● **Your goal**:
Set it all down exactly, every record and every line.

● **Records for the exercise**:
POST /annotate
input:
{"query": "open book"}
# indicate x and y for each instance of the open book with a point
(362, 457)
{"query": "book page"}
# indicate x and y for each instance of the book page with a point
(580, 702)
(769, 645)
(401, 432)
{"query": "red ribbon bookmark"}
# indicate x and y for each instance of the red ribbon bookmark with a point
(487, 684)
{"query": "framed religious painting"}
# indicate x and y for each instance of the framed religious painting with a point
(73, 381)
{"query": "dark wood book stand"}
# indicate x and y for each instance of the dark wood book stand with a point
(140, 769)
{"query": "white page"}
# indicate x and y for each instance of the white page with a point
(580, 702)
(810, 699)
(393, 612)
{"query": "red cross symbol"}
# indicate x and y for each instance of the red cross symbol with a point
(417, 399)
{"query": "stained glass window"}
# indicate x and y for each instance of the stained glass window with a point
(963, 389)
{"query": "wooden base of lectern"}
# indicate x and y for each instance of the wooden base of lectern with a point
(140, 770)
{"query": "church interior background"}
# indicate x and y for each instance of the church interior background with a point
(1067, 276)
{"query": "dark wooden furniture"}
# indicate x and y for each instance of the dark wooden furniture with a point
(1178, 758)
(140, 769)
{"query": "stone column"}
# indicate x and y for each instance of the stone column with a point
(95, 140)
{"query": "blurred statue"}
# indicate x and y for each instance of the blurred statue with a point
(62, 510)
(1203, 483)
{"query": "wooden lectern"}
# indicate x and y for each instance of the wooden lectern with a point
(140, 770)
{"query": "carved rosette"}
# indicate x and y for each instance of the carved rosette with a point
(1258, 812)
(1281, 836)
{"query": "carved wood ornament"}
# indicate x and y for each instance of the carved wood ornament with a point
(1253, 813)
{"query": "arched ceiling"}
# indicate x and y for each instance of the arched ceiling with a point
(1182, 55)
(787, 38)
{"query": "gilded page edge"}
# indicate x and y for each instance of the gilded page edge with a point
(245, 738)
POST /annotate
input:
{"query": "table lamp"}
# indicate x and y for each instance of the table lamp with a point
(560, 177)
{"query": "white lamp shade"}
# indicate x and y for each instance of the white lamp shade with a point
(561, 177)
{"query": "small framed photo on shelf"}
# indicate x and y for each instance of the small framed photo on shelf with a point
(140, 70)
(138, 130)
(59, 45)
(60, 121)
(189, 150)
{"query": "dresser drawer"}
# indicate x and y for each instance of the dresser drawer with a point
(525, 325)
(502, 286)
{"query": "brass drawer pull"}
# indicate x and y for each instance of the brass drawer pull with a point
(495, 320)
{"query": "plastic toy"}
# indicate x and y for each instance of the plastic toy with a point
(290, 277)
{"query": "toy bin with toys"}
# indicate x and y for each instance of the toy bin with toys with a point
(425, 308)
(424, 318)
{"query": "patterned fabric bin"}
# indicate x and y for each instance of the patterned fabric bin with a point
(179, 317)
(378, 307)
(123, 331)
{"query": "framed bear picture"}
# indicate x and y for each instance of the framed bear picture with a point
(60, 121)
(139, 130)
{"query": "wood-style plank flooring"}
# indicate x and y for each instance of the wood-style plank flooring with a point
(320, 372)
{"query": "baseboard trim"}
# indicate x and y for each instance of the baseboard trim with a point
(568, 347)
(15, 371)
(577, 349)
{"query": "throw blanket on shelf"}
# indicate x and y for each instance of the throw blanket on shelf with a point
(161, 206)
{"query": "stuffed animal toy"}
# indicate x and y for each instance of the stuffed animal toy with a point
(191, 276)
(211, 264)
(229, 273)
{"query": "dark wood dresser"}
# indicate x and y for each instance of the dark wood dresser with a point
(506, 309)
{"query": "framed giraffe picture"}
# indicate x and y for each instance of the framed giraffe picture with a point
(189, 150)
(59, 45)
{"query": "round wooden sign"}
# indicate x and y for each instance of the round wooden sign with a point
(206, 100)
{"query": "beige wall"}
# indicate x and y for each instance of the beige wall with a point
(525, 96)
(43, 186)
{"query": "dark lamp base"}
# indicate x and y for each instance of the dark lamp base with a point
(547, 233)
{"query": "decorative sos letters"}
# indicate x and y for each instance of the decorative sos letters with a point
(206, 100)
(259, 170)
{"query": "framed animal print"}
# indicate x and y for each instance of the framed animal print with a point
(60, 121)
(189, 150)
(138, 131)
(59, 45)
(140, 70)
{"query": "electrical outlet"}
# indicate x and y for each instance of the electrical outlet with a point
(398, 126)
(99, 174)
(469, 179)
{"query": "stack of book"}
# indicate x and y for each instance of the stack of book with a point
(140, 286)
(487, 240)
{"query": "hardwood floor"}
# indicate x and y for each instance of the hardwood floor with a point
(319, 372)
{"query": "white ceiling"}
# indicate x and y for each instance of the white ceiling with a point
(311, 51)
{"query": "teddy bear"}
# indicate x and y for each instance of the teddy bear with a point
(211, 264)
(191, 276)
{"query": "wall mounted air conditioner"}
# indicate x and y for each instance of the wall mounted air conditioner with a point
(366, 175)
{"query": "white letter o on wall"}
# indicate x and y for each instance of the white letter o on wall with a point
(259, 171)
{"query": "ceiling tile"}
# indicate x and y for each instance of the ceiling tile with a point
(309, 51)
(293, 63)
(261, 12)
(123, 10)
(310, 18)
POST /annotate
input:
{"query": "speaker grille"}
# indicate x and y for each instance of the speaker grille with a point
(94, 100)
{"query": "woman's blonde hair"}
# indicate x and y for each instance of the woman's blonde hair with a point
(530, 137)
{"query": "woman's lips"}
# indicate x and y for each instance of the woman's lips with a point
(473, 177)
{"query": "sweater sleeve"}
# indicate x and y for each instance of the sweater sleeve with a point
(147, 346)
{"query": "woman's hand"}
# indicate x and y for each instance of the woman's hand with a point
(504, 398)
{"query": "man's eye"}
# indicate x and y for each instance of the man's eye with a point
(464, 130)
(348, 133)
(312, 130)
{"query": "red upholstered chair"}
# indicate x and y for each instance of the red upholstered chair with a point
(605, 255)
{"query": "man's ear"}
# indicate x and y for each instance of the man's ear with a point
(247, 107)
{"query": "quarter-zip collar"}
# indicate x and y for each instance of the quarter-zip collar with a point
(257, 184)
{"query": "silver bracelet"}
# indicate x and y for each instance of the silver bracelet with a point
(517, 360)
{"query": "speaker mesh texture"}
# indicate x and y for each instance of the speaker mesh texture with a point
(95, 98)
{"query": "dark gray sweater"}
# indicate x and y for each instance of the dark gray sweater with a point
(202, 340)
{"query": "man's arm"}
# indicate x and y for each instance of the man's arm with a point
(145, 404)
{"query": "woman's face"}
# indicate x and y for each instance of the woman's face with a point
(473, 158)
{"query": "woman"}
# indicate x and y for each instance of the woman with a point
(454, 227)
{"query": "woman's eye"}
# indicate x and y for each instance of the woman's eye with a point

● **Response**:
POST /annotate
input:
{"query": "open book"}
# indicate x and y for each instance of the open book with a point
(362, 457)
{"query": "book page"}
# indicate x and y for each instance of the book page with a point
(580, 702)
(769, 645)
(401, 432)
{"query": "red ribbon bookmark"}
# indicate x and y for each instance of the red ribbon bookmark with a point
(487, 684)
{"query": "framed religious painting"}
# indicate x and y for each instance of the framed religious painting with a point
(73, 381)
{"query": "dark wood book stand"}
# indicate x and y for each instance of the dark wood book stand with a point
(140, 769)
{"query": "white page"}
# indicate x and y for each instance of the white page with a point
(580, 702)
(810, 699)
(393, 612)
{"query": "red cross symbol"}
# indicate x and y for each instance of the red cross symbol with a point
(417, 399)
{"query": "stained glass window"}
# indicate x and y for each instance of the stained glass window with a point
(963, 389)
{"query": "wooden base of lectern"}
# indicate x and y for each instance of the wooden base of lectern with a point
(140, 770)
{"query": "church interior background"}
# indicate x and y for each instance of the church interior background with a point
(1067, 276)
{"query": "dark wooden furniture"}
# indicate x and y for each instance of the dark wooden furniture with a point
(1178, 758)
(140, 769)
{"query": "stone column"}
# indicate x and y for each instance of the stone column with a point
(95, 140)
{"query": "blurred statue"}
# indicate x and y for each instance of the blurred statue with a point
(62, 510)
(1203, 483)
{"query": "wooden lectern"}
# indicate x and y for each instance of the wooden lectern with a point
(140, 770)
{"query": "carved rosette"}
# indicate x and y for each instance of the carved rosette with a point
(1258, 812)
(1281, 836)
{"query": "carved wood ornament"}
# indicate x and y for each instance of the carved wood ornament with a point
(1253, 813)
{"query": "arched ceiling"}
# indicate x and y for each instance of the arched ceiling with a point
(1182, 55)
(787, 38)
{"query": "gilded page edge"}
# indicate x and y for each instance of the gilded page edge with a point
(245, 738)
POST /annotate
input:
{"query": "table lamp"}
# indicate x and y for each instance of the table lamp with a point
(560, 177)
{"query": "white lamp shade"}
# indicate x and y for each instance of the white lamp shade with a point
(561, 177)
{"query": "small framed photo on shelf"}
# indicate x and y for each instance of the small framed photo on shelf with a point
(140, 70)
(138, 130)
(59, 45)
(60, 121)
(189, 150)
{"query": "dresser drawer"}
# indicate x and y for each instance of the dresser drawer with a point
(525, 325)
(502, 286)
{"query": "brass drawer pull"}
# indicate x and y for each instance of the brass drawer pull with a point
(495, 320)
{"query": "plastic toy"}
# indicate x and y for each instance of the plastic toy with a point
(290, 277)
{"query": "toy bin with toys"}
# indicate x and y for each instance of the toy bin with toys with a point
(425, 308)
(424, 318)
{"query": "patterned fabric bin"}
# indicate x and y for each instance of the patterned fabric bin with a point
(179, 317)
(378, 307)
(123, 331)
{"query": "framed bear picture"}
# indicate x and y for each instance of the framed bear picture with a point
(60, 121)
(139, 130)
{"query": "wood-style plank flooring"}
# indicate x and y for each instance of the wood-style plank flooring with a point
(320, 372)
{"query": "baseboard trim"}
# indicate x and y for each instance of the baseboard trim with a point
(568, 347)
(15, 371)
(577, 349)
{"query": "throw blanket on shelf"}
# indicate x and y for each instance of the throw blanket on shelf with a point
(161, 206)
{"query": "stuffed animal toy"}
# indicate x and y for each instance of the stuffed animal toy with a point
(191, 276)
(211, 264)
(229, 273)
{"query": "dark wood dresser"}
# indicate x and y for each instance of the dark wood dresser with a point
(506, 309)
{"query": "framed giraffe picture"}
# indicate x and y for each instance of the framed giraffe picture with a point
(189, 150)
(59, 45)
{"query": "round wooden sign"}
# indicate x and y for each instance of the round wooden sign with a point
(206, 100)
{"query": "beige wall"}
# indicate x and y for each instance of the beige wall with a point
(525, 96)
(43, 186)
{"query": "dark lamp base"}
# indicate x and y for each instance of the dark lamp base with a point
(547, 233)
{"query": "decorative sos letters"}
# indicate x and y for each instance of the decorative sos letters with a point
(206, 100)
(259, 170)
{"query": "framed animal print"}
# indicate x and y for each instance of the framed animal print with a point
(60, 121)
(189, 150)
(138, 131)
(59, 45)
(140, 70)
{"query": "electrical outlet"}
# indicate x and y for each instance of the electrical outlet with a point
(398, 126)
(99, 174)
(469, 179)
{"query": "stack of book"}
# indicate x and y for each instance of the stack of book with a point
(140, 286)
(487, 240)
{"query": "hardwood floor"}
# indicate x and y for each instance of the hardwood floor with a point
(319, 372)
{"query": "white ceiling"}
# indicate x and y for each instance of the white ceiling with a point
(311, 51)
{"query": "teddy bear"}
# indicate x and y for each instance of the teddy bear with a point
(211, 264)
(191, 276)
{"query": "wall mounted air conditioner"}
# indicate x and y for each instance of the wall mounted air conditioner with a point
(366, 175)
{"query": "white letter o on wall"}
# indicate x and y for each instance of the white letter o on wall with a point
(259, 171)
{"query": "ceiling tile"}
# indicate x and y for each instance of the ceiling tile with a point
(309, 51)
(293, 63)
(261, 12)
(123, 10)
(310, 18)
POST /annotate
input:
{"query": "speaker grille"}
# indicate x and y for each instance of the speaker grille with a point
(94, 100)
{"query": "woman's blonde hair"}
# indicate x and y for each instance of the woman's blonde hair with a point
(530, 137)
{"query": "woman's lips"}
# indicate x and y for each instance of the woman's lips with a point
(473, 177)
{"query": "sweater sleeve"}
# indicate x and y for each instance of the sweater sleeve with a point
(147, 346)
{"query": "woman's hand"}
# indicate x and y for each instance of the woman's hand with a point
(504, 398)
{"query": "man's eye"}
# indicate x and y for each instance of the man's eye with a point
(464, 130)
(348, 133)
(312, 130)
{"query": "red upholstered chair"}
# indicate x and y for each instance of the red upholstered chair with a point
(605, 255)
{"query": "man's ear"}
# indicate x and y for each instance of the man's ear with a point
(247, 107)
{"query": "quarter-zip collar"}
# indicate x and y for each instance of the quarter-zip collar with a point
(257, 184)
{"query": "silver bracelet"}
# indicate x and y for each instance of the silver bracelet with a point
(517, 360)
{"query": "speaker mesh texture"}
# indicate x and y for each instance of the speaker mesh texture with a point
(95, 98)
{"query": "dark gray sweater"}
# indicate x and y for each instance of the dark gray sweater with a point
(202, 340)
{"query": "man's arm"}
# indicate x and y for each instance of the man's arm with a point
(145, 404)
{"query": "woman's face"}
# indicate x and y for each instance of the woman's face with a point
(473, 158)
{"query": "woman"}
# indicate x and y for each instance of the woman with a point
(454, 227)
{"query": "woman's eye"}
# indicate x and y for each instance of the woman's eye with a point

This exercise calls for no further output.